### Description of the task
Restate all of the entries exactly, dropping any pictures they hold.

··· Exercise data

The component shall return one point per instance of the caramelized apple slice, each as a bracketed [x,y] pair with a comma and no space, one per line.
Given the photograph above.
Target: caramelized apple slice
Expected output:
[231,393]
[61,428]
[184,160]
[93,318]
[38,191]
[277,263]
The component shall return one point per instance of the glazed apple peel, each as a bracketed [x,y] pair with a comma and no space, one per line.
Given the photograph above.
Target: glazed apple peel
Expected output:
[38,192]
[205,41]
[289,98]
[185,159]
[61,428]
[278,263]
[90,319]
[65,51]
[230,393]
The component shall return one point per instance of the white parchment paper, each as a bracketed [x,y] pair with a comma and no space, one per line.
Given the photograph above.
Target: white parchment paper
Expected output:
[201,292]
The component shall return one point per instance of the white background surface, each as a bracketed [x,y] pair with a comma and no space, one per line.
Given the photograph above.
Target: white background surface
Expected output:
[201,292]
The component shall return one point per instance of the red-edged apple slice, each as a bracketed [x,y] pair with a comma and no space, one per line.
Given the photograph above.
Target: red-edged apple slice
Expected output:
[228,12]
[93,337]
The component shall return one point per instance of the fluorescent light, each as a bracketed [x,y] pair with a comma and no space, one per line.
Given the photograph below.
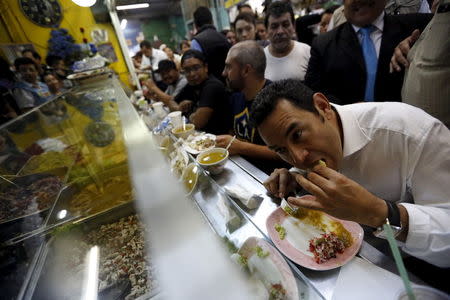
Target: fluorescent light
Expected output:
[132,6]
[123,24]
[84,3]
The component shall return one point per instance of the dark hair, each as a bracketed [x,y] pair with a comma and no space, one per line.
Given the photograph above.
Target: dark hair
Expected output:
[250,52]
[247,17]
[240,6]
[184,42]
[193,54]
[331,9]
[34,53]
[5,71]
[23,61]
[293,90]
[145,44]
[49,73]
[166,65]
[202,16]
[276,9]
[52,60]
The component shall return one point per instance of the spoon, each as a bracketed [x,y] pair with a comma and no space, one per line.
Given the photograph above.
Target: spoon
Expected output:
[229,144]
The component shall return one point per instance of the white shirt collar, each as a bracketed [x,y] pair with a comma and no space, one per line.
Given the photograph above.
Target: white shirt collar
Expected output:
[355,137]
[378,23]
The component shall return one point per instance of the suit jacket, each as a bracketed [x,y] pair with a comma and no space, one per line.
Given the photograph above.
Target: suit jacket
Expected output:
[336,67]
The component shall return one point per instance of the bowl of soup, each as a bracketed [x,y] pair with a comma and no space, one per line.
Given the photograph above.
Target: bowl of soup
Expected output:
[189,178]
[183,131]
[213,160]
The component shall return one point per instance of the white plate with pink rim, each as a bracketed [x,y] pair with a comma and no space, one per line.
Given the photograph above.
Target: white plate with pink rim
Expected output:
[281,275]
[200,142]
[295,244]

······

### Worked answer
The component shall return one point per instance of the caramelized apple slice, each as a bracketed [x,y] pair with a comma and no space, one per line.
Given the photograph above.
Target: caramelized apple slice
Expected output:
[231,393]
[61,428]
[184,160]
[93,318]
[38,191]
[277,263]
The component shall return one point per instance of the glazed apple peel, each as a bracketed [x,y] pair with a comma and no space, one per line.
Given the photograph above.
Target: glazed apple peel
Expected output:
[38,192]
[205,41]
[289,98]
[185,159]
[61,428]
[278,263]
[90,319]
[65,51]
[230,393]
The component shall return one point per instance of the white parchment paper, each as a bracketed [x,y] pair with a comma and no space, one per line.
Given the photograph above.
Target: white parchment paper
Expected output:
[201,292]
The component shall return one point per instance of the white background surface, each as a bracketed [x,y] pair with a comma and no space, one per line.
Given the photograph above.
Target: white background surface
Expected output:
[201,292]
The component shall return one point per instance of the red-edged apple slice, each as a bracketed [x,y] pair with a comma and no space, one per line.
Given the photograph above.
Target: red-edged apple slice
Expected output:
[228,12]
[93,337]
The component shall return one point per instance of the fluorescent light, each as a bracketed [x,y] pair with a comma and no space, one per line.
Given the photograph below.
Target: fluorescent light
Expected output:
[132,6]
[123,24]
[84,3]
The component shall return one point per instance of the dark hair, each as a bracketed [x,y] pair with a comma and no space, one per line.
Given the photograph above.
Target: dark hair
Expected output:
[250,52]
[247,17]
[240,6]
[184,42]
[193,54]
[331,9]
[34,53]
[5,71]
[23,61]
[293,90]
[145,44]
[49,73]
[166,65]
[202,16]
[276,9]
[52,60]
The component shall return one point per instance of the spoon, each as a bracketed [x,y] pair with a comma and no space, one per line.
Given the photograph above.
Target: spoon
Expected output:
[229,144]
The component shall return one point per instance of the white shirt collar, each as a bracketed [x,y] pair with a comma and no space, one per line.
Given the photograph above.
Target: white shirt collar
Expected output:
[355,137]
[378,23]
The component shall return one point per instance of the suit jacket, each as a bracketed [x,y] pair with a comma and no space, one per line.
Given the photograph above.
Target: suit jacket
Expected output:
[336,67]
The component shall return one point per instance of the bowl of soup, each as a bracketed [x,y] pair with a comma and no space, one per line.
Given the photograph above.
Target: bowl of soup
Expected output:
[189,178]
[183,131]
[213,160]
The component shall return one point per instance of the white plate with pink rim, each as a bracketed [x,y] pair with a comma and no space, one per line.
Given the photograph above.
Target: white plate with pink rim
Expected output:
[281,275]
[200,142]
[295,244]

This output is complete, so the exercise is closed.